▶ _Document segment_
=====

Tesseract OCR accents problems, image enhancement not enough

September 16, 2022

I really need your help with Tesseract.
I’m using Tesseract and pdf2image to extract informations from a scanned PDF file.
My problem is that Tesseract messes with the accents é, è et ê (i’m french) and with the lowercase "i" and upcase "I".
I tried processing the images first but can’t get any good output.

This the code i’m using:

pytesseract.pytesseract.tesseract_cmd = r'C:\Program Files\Tesseract-OCR\tesseract.exe' 

filePath = askopenfilename()
img = convert_from_path(filePath,poppler_path=r'C:\poppler-0.68.0_x86\poppler-0.68.0\bin')
path, fileName = os.path.split(filePath)
fileBaseName, fileExtension = os.path.splitext(fileName)


for page_number in range(len(img)):
    img[page_number].save(r'C:\Users\488096\Documents\page'+ str(page_number) +'.jpg', 'JPEG')

    
work_img = None
# Tesseract
custom_config = r'--oem 3 --psm 6'
kernel = np.ones((1, 1), np.uint8)

=====

▶ _Raw records_

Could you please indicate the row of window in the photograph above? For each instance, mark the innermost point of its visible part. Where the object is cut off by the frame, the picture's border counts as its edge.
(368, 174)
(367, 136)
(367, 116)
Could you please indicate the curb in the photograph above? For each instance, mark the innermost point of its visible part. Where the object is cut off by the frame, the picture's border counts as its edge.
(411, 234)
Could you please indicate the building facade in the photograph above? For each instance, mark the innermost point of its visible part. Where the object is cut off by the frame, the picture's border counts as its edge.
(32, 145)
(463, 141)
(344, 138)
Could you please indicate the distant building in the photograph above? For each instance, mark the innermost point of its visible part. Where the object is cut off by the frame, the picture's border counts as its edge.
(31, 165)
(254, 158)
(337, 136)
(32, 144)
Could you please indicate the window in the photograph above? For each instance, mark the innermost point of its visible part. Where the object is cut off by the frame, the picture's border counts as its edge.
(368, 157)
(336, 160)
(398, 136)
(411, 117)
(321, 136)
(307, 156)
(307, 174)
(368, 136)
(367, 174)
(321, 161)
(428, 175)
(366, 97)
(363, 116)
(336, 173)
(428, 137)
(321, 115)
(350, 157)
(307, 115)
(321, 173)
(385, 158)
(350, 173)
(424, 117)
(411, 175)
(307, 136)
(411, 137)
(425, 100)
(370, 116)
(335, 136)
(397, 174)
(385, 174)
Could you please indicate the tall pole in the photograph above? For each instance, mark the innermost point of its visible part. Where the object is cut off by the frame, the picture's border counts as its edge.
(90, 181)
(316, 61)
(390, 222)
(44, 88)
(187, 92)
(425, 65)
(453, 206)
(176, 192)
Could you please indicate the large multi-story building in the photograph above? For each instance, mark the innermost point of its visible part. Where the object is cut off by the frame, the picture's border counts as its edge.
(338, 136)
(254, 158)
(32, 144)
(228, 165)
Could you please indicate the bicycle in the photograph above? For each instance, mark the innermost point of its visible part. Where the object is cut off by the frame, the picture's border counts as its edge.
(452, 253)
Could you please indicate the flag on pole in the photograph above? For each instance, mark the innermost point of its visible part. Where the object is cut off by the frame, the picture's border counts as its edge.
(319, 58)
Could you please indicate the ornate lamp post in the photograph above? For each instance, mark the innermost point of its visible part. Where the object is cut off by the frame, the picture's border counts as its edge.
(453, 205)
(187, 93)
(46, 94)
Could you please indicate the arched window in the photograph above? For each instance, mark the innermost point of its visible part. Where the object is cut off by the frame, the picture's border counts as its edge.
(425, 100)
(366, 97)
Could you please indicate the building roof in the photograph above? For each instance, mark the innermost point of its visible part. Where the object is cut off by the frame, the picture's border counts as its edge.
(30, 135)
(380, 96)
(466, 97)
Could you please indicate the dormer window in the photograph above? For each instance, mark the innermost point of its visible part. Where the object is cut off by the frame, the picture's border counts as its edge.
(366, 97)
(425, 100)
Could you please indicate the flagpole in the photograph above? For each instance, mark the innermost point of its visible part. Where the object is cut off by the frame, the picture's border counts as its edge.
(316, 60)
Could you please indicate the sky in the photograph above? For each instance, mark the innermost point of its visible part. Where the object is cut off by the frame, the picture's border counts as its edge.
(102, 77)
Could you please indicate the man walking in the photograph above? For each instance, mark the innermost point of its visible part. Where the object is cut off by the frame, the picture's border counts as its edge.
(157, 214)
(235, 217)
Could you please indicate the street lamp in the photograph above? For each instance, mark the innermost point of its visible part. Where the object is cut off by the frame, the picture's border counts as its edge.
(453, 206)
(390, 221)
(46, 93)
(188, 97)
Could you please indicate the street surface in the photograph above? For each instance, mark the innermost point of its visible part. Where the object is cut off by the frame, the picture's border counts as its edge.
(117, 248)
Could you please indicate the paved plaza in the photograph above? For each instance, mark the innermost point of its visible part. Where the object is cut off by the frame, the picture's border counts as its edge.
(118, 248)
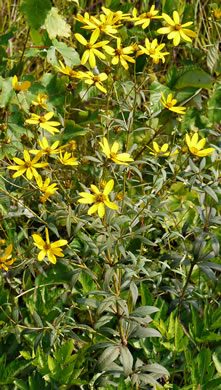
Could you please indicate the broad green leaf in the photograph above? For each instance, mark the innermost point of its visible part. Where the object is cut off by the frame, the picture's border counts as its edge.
(63, 352)
(108, 356)
(35, 12)
(141, 332)
(194, 78)
(71, 56)
(56, 25)
(144, 310)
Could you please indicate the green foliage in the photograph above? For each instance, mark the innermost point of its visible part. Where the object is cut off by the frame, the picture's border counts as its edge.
(109, 259)
(35, 12)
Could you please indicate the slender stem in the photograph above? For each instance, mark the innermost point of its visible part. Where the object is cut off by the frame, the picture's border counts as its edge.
(187, 280)
(23, 52)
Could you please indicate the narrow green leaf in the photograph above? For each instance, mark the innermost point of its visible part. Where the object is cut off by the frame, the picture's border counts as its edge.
(127, 360)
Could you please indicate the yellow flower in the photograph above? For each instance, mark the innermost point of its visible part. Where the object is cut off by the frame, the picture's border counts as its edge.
(121, 54)
(217, 13)
(162, 151)
(100, 199)
(65, 69)
(45, 186)
(170, 104)
(195, 146)
(51, 250)
(153, 50)
(105, 24)
(20, 86)
(46, 149)
(145, 18)
(157, 150)
(95, 79)
(44, 122)
(29, 166)
(175, 30)
(121, 158)
(91, 48)
(67, 159)
(6, 259)
(40, 100)
(72, 145)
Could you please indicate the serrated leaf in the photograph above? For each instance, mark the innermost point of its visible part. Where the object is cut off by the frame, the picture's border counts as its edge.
(35, 12)
(56, 25)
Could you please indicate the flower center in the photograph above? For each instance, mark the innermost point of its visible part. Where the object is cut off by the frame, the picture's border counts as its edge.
(152, 51)
(101, 198)
(194, 150)
(119, 52)
(113, 155)
(47, 247)
(177, 27)
(96, 79)
(149, 15)
(42, 119)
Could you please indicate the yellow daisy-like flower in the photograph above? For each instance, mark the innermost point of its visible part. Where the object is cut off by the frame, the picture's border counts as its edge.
(6, 259)
(217, 13)
(195, 146)
(161, 150)
(65, 69)
(40, 100)
(95, 79)
(91, 48)
(121, 54)
(27, 166)
(176, 30)
(45, 186)
(68, 159)
(44, 122)
(157, 150)
(153, 50)
(112, 153)
(170, 103)
(23, 86)
(51, 250)
(145, 18)
(46, 148)
(100, 199)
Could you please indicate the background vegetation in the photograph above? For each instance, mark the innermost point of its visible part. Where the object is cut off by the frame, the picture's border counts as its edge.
(131, 300)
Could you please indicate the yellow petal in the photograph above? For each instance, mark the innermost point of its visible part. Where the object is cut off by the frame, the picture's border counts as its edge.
(101, 210)
(109, 186)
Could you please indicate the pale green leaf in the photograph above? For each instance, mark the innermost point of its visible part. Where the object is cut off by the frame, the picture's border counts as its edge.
(56, 25)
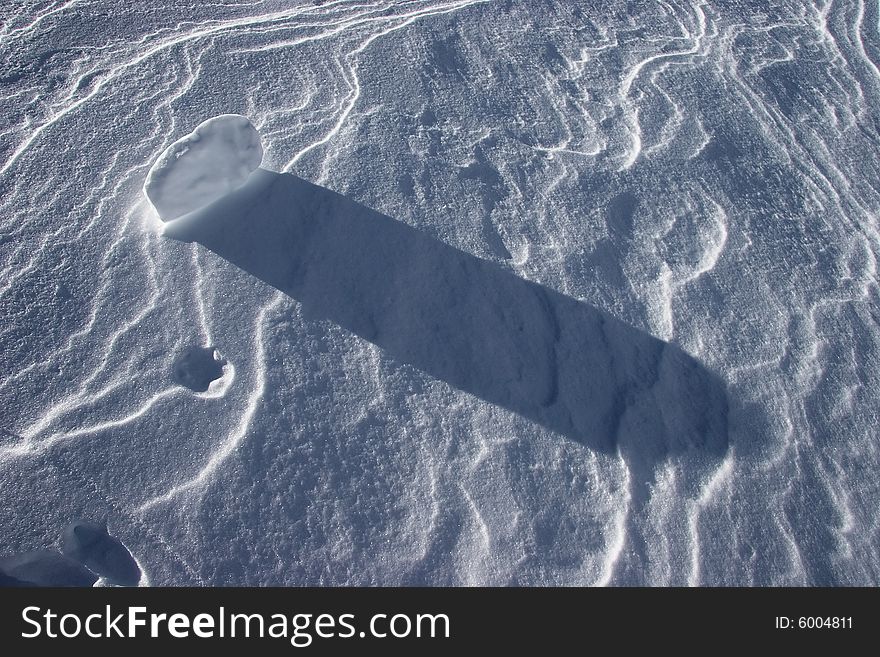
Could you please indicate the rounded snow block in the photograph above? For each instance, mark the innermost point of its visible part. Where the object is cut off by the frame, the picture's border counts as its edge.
(44, 568)
(214, 159)
(90, 544)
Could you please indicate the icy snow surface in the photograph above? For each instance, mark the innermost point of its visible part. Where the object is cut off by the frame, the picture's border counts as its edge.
(524, 293)
(214, 159)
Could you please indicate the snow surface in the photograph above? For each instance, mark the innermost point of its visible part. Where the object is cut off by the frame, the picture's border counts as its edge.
(214, 159)
(573, 293)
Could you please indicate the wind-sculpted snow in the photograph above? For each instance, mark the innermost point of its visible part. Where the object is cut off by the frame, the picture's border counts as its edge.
(676, 202)
(214, 159)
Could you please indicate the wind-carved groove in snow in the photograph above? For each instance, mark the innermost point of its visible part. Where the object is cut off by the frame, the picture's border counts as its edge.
(615, 545)
(631, 111)
(708, 496)
(228, 446)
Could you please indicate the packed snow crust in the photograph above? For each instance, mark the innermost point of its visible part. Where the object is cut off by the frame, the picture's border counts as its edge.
(214, 159)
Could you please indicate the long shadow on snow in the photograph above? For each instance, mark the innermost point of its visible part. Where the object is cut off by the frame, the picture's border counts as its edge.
(564, 364)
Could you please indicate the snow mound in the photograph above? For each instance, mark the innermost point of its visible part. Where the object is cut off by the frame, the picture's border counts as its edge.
(211, 161)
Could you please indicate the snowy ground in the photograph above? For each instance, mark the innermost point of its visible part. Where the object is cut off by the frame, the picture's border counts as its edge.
(697, 184)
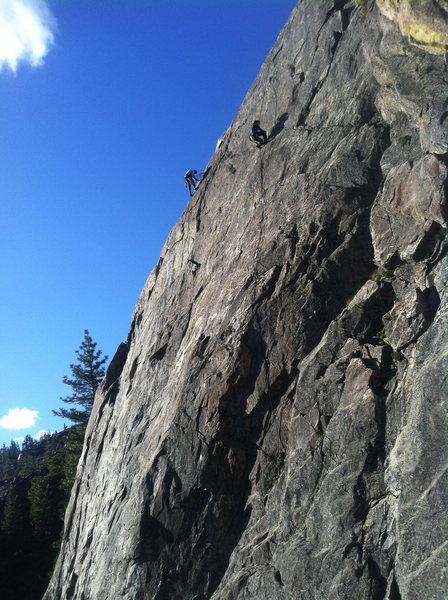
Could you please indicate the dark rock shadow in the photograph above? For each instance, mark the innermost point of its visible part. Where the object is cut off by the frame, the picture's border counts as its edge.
(278, 127)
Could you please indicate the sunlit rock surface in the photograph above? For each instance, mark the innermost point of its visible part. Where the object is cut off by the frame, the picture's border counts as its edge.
(275, 426)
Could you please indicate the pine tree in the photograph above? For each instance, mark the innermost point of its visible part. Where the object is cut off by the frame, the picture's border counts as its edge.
(13, 520)
(86, 377)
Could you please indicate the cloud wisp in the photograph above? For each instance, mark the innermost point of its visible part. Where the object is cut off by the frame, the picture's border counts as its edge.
(19, 418)
(26, 32)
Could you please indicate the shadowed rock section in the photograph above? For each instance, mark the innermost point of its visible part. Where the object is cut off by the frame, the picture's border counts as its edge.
(275, 426)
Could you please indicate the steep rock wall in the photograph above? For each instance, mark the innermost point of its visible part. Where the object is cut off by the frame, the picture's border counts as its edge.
(275, 425)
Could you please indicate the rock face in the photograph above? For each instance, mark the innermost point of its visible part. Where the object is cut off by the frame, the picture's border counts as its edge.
(275, 426)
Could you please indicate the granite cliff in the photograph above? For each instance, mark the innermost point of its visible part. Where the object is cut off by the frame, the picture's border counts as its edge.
(275, 425)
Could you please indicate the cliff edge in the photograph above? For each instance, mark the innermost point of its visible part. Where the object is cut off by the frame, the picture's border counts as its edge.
(275, 426)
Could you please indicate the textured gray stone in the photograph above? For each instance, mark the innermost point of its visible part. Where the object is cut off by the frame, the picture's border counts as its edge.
(275, 426)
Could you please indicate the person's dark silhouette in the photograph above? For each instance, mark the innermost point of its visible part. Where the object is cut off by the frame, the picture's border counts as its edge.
(191, 181)
(258, 135)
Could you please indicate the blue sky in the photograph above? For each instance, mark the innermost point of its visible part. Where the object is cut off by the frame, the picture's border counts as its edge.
(100, 116)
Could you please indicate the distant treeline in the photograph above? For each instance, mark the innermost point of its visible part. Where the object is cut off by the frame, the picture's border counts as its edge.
(35, 484)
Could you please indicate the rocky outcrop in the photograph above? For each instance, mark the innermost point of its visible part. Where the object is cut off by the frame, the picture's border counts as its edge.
(275, 425)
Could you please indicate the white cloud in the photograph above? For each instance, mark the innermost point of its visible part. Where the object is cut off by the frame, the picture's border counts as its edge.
(19, 418)
(40, 434)
(26, 32)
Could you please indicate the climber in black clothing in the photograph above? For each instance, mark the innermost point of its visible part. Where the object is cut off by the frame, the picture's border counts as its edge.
(191, 181)
(258, 135)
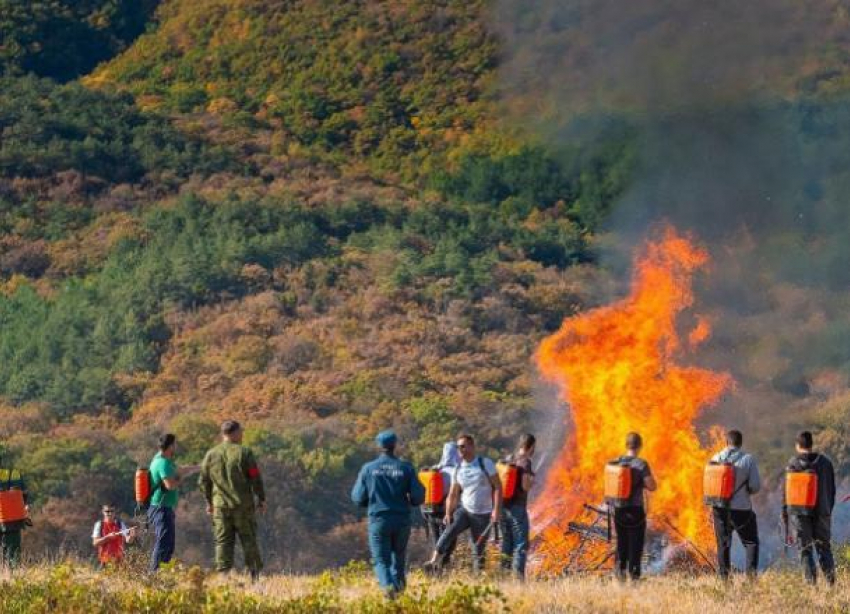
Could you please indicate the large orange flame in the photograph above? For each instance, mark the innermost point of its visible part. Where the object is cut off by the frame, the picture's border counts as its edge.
(615, 369)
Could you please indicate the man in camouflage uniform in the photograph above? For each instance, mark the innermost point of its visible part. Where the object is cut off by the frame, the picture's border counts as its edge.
(230, 479)
(10, 533)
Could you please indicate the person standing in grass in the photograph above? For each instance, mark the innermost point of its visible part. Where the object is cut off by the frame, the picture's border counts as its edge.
(233, 488)
(109, 536)
(10, 532)
(389, 488)
(474, 504)
(630, 519)
(813, 527)
(515, 524)
(165, 482)
(739, 517)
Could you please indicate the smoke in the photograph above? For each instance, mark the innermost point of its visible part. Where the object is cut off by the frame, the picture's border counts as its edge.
(742, 125)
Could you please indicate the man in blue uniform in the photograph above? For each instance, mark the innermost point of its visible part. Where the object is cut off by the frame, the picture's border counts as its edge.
(389, 488)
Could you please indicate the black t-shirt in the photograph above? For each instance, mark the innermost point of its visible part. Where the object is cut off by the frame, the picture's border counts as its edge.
(826, 479)
(640, 471)
(523, 467)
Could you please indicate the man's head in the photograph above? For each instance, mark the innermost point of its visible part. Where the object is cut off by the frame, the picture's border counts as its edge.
(527, 443)
(387, 441)
(734, 438)
(466, 447)
(231, 431)
(805, 442)
(168, 444)
(634, 442)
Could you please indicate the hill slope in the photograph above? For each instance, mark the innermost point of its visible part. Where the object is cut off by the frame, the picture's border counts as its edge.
(397, 83)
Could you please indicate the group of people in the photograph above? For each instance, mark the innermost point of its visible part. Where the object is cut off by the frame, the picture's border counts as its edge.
(232, 487)
(390, 488)
(810, 528)
(230, 482)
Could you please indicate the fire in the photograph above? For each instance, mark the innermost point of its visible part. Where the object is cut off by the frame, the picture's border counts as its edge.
(615, 367)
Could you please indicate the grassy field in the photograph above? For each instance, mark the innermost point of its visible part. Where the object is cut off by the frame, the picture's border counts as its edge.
(73, 588)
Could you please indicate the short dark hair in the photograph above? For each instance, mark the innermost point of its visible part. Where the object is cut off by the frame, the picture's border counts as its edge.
(166, 441)
(527, 441)
(734, 438)
(805, 440)
(466, 437)
(228, 427)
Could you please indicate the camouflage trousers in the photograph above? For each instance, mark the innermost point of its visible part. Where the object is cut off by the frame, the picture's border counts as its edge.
(227, 524)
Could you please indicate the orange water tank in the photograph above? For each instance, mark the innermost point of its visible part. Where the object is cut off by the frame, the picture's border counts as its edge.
(143, 485)
(12, 506)
(801, 492)
(432, 480)
(618, 483)
(718, 484)
(509, 476)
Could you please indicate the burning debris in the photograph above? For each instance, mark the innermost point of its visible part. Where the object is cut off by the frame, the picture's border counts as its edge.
(615, 367)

=====

▶ _Problems_
1) Rewrite the paragraph of the Tesseract post that begins "I really need your help with Tesseract." as a shorter version, keeping its main facts.
2) Answer these questions from the Tesseract post:
(a) Which tool does the writer use alongside Tesseract to extract information from the scanned PDF?
(b) In what image format are the pages saved?
(c) What value is given to --psm in the custom configuration?
3) Reproduce the part of the Tesseract post between "I really need" and "fileExtension = os.path.splitext(fileName)", inclusive.

▶ _Expected responses_
1) The writer, who is French, asks for help with Tesseract. The writer uses Tesseract and pdf2image to extract information from a scanned PDF. Tesseract garbles the accents é, è and ê and mixes up lowercase "i" with uppercase "I". Preprocessing the images first has not produced good output.

2)
(a) pdf2image
(b) JPEG
(c) 6

3)
I really need your help with Tesseract.
I’m using Tesseract and pdf2image to extract informations from a scanned PDF file.
My problem is that Tesseract messes with the accents é, è et ê (i’m french) and with the lowercase "i" and upcase "I".
I tried processing the images first but can’t get any good output.

This the code i’m using:

pytesseract.pytesseract.tesseract_cmd = r'C:\Program Files\Tesseract-OCR\tesseract.exe' 

filePath = askopenfilename()
img = convert_from_path(filePath,poppler_path=r'C:\poppler-0.68.0_x86\poppler-0.68.0\bin')
path, fileName = os.path.split(filePath)
fileBaseName, fileExtension = os.path.splitext(fileName)